From the rows below, pull out each line that includes the string "fence" and copy those lines without changes.

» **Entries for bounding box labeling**
───

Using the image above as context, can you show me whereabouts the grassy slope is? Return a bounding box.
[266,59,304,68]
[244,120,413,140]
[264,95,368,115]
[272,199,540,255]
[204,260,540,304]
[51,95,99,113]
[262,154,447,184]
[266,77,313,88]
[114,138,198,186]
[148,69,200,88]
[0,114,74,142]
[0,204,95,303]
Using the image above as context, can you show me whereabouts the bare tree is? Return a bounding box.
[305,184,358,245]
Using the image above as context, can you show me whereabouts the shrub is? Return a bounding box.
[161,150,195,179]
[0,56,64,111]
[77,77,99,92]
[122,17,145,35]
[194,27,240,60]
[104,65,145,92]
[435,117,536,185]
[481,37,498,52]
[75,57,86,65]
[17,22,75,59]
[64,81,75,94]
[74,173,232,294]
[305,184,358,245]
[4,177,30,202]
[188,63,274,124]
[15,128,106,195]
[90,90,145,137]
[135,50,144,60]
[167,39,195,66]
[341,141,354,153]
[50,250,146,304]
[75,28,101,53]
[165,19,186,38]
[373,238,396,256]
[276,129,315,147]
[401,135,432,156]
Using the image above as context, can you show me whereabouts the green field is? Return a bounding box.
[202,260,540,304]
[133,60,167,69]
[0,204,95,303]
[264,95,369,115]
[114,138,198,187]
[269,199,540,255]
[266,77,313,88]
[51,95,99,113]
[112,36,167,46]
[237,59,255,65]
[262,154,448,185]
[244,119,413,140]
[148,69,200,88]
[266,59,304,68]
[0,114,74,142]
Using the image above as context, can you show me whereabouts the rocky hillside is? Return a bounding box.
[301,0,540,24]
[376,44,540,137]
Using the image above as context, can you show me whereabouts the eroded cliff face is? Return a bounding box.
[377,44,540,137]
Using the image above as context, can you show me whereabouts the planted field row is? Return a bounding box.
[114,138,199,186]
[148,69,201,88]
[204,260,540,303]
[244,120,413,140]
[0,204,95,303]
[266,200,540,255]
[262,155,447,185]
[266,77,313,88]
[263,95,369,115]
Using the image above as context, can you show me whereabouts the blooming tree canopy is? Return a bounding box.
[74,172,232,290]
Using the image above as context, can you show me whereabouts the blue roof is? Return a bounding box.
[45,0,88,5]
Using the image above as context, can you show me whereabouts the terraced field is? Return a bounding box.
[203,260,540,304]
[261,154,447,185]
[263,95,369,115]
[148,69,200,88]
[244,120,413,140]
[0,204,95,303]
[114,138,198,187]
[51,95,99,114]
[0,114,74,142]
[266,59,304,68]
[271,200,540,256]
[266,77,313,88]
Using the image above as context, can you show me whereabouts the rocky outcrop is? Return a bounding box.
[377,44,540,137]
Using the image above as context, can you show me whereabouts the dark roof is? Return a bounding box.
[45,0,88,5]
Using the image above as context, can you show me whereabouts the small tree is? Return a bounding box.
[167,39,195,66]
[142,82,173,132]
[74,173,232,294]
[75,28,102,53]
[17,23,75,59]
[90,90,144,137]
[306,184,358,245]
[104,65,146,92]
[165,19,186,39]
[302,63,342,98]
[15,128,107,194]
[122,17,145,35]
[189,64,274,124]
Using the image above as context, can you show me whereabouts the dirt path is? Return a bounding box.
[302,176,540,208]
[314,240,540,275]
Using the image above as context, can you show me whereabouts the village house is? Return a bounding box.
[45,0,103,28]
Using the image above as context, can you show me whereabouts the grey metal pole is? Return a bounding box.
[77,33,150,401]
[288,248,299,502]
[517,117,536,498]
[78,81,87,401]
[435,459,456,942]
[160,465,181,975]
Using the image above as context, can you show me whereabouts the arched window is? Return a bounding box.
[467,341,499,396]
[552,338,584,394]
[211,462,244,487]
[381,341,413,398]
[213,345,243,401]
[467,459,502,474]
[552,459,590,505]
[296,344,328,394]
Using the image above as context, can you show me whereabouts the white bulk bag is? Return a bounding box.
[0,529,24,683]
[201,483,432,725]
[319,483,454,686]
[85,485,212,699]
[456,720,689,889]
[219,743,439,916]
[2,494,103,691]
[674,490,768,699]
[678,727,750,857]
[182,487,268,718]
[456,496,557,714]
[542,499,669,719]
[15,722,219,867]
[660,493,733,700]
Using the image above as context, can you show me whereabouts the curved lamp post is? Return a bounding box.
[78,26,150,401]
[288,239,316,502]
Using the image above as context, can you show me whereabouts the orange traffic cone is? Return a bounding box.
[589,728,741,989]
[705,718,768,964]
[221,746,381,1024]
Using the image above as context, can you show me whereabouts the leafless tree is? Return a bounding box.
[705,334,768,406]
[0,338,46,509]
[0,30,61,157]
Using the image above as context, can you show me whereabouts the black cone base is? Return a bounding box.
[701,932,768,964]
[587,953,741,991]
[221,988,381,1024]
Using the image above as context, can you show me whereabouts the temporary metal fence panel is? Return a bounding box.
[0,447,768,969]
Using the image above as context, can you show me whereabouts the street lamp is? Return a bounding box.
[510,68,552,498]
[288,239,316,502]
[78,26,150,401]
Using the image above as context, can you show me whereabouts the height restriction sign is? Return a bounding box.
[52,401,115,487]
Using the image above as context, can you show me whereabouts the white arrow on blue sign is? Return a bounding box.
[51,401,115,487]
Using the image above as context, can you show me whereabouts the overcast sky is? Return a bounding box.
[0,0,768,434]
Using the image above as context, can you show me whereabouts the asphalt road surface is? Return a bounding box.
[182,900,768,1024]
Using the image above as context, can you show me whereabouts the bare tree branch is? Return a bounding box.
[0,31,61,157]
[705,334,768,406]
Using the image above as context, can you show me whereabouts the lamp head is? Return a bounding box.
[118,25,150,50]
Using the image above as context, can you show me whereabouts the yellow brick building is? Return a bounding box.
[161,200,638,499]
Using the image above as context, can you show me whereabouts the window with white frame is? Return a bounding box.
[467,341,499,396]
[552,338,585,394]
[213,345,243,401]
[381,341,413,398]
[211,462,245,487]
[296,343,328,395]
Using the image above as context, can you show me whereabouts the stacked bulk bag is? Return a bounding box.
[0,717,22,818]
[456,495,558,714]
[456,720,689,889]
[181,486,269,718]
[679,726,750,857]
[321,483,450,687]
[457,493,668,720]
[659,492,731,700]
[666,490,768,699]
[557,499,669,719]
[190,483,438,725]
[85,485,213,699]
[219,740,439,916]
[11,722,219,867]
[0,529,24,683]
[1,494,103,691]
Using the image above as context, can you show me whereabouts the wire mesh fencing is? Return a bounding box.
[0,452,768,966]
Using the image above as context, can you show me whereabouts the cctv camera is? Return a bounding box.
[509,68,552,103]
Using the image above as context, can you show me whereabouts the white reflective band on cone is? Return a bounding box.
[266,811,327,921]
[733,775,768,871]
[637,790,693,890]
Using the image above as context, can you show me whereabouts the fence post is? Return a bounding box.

───

» **WORKED ANSWER**
Using the image above as context, can you show me whereabouts the temporary metal fence panel is? Return a bounding box.
Using the image above as context, can you show me whereabouts the fence post is? Return a bounding box.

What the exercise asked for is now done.